#### [Your objective]
Return the data below unchanged, without images.

#### [Data for this task]
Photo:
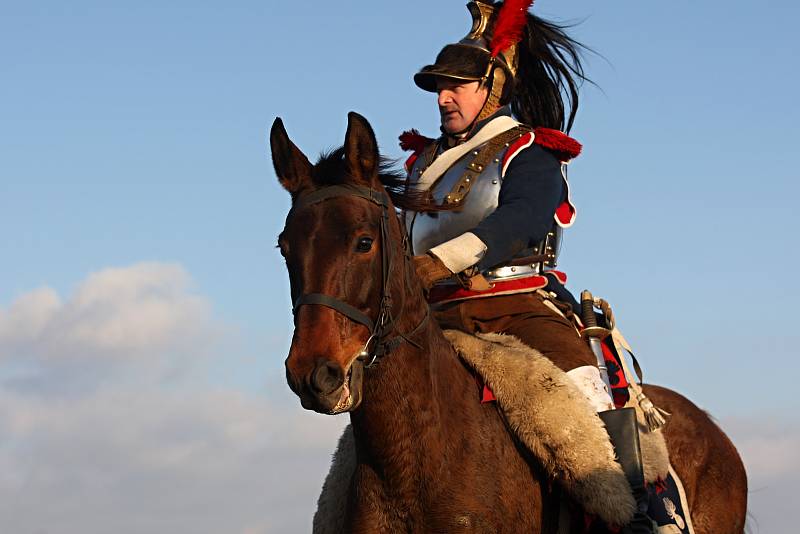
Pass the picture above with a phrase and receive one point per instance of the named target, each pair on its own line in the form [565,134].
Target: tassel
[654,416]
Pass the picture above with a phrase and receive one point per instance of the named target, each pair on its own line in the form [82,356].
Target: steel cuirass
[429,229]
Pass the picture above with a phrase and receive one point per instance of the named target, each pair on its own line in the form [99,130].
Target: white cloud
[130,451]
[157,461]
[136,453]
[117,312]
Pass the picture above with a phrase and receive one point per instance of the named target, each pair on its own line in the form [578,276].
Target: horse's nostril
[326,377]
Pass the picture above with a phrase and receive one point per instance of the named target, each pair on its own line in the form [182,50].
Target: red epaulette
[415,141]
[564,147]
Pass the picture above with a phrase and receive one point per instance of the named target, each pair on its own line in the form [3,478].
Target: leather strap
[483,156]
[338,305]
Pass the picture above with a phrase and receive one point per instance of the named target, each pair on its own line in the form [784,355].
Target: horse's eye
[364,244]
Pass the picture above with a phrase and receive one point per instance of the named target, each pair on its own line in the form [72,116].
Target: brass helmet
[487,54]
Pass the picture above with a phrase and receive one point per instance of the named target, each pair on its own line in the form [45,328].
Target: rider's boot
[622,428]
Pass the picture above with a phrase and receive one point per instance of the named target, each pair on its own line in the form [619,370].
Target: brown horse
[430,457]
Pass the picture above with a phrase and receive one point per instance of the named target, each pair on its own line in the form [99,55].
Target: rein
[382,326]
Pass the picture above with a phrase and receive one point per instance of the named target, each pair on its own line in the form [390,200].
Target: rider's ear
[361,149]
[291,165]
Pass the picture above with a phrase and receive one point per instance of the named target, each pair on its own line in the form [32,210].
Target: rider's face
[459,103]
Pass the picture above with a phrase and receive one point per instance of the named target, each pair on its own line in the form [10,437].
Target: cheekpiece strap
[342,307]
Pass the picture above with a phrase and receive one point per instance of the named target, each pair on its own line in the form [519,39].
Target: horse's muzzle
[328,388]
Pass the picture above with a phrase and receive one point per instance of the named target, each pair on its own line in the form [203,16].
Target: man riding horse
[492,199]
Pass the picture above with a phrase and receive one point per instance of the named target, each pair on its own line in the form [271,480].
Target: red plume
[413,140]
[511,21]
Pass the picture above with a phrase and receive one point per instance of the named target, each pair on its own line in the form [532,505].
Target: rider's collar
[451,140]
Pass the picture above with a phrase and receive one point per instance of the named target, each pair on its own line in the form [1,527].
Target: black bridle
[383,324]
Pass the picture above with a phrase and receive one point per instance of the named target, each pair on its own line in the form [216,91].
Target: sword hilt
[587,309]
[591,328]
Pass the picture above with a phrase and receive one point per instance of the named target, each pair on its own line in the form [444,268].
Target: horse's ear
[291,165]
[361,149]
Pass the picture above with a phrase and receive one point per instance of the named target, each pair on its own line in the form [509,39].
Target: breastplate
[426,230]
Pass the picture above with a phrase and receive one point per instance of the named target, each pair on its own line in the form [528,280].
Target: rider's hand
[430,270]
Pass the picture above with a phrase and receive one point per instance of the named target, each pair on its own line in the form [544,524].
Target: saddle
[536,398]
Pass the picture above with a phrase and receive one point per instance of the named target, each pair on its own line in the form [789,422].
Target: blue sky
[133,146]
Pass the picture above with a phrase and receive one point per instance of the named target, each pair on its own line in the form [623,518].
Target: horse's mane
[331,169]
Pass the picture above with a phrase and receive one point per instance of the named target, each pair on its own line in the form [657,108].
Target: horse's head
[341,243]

#### [Task response]
Photo:
Pass the picture above with a phrase and receive one point per instance of the named target, each pair on its own line in the form [565,134].
Target: tassel
[654,416]
Pass the picture above with a phrase and receive one point per instance of the named target, each pair on its own line in the form [82,356].
Target: steel cuirass
[429,229]
Pass the picture above with a phrase and receive one point per instance of the named target, each pair on its own line in the form [99,130].
Target: white cloud
[130,451]
[157,461]
[136,453]
[117,312]
Pass the picture above with a phrase and receive one point per instance of the named target, each pair on its own line in the form [578,276].
Target: horse's nostril
[326,377]
Pass the picture above with a phrase and receive one point per instance of the named target, each pair on its own line in the form [182,50].
Target: red epaulette
[415,141]
[564,147]
Pass the picture above with a phrase and receive one point per instance of the named target, each pair on its own line in the form [3,478].
Target: leather strap
[483,156]
[338,305]
Pass the picture above with a phrase and receive one point per instance of the named target, each pair on its own line in the form [784,355].
Target: horse's eye
[364,244]
Pass the picture above with a phrase and receive one point per instance of the named target, each pair on its own line in the form [72,116].
Target: brass helmet
[487,54]
Pass the picture above with a phrase and receive one point per instance of the named target, each pair on its own line in the form [45,328].
Target: rider's boot
[622,428]
Pass the picture above with a phrase and receive one point per instance of the named target, each pair on its own line in the form [619,370].
Target: brown horse
[430,457]
Pass the picture above with a phrase and receive one point per instance of the named target, each pair on its own line in the form [99,55].
Target: rein
[382,326]
Pass the picture above with a phrase and receive one point per instance of the named target, each pair on its own line in the form [390,200].
Target: rider's ear
[361,149]
[291,165]
Pass the picture above with a phrase and receive one point per instance of the named target, each pair on its own line in the form [32,210].
Target: rider's face
[459,103]
Pass the picture above with a phrase and receive one point per instance of the named target, each pair on its own line in the form [10,437].
Target: cheekpiece strap
[342,307]
Pass the picture above with a phrase and receive one point per instance of the named target, each pair on its own line in the form [519,39].
Target: horse's muzzle
[328,388]
Pass the picture above with a phrase and receive one point per instance of the named target, each pair on its own line in the form [203,16].
Target: man riding horse
[492,199]
Pass the picture above with a phrase and receive one point per instance of the named target, each pair on its own line in the form [271,480].
Target: red plume
[413,140]
[511,21]
Pass the picture above with a phrase and receive one point per instance of the named target, each pair on its own line in the form [532,505].
Target: rider's collar
[451,140]
Pass the picture above with a phrase and receive one point per instance of the named target, each pair on its own line in the form [1,527].
Target: black bridle
[383,324]
Pass the picture above with a phrase and receive one point per instance of the named target, each pair on its own line in the form [216,91].
Target: sword hilt
[587,309]
[591,328]
Pass the picture above with a phrase and receive one point per instance of the named target, each pair on its own line in the form [444,268].
Target: horse's ear
[291,165]
[361,149]
Pass the picture above with a phrase and receive one point per instance of the named target, each pair on its own line in the form [509,39].
Target: breastplate
[426,230]
Pass the picture above with a phrase and receive one point per instance of the named target, each pair on its own line in the form [528,280].
Target: rider's hand
[430,270]
Pass the picture above with a phrase and receive one point per instance of the named target, each pair on its own line in the form [544,524].
Target: saddle
[536,398]
Pass the picture above with a phrase and receive one point per instance of the named target, each pair on its own line in the form [789,422].
Target: blue sky
[133,146]
Pass the picture above with a phrase and receive one point per instance of the named target, each pair on its own line in the form [623,518].
Target: horse's mane
[331,169]
Pass the picture above with a phrase and receive one point per instance of the named target, each pair on its own line in the form [657,108].
Target: horse's head
[341,243]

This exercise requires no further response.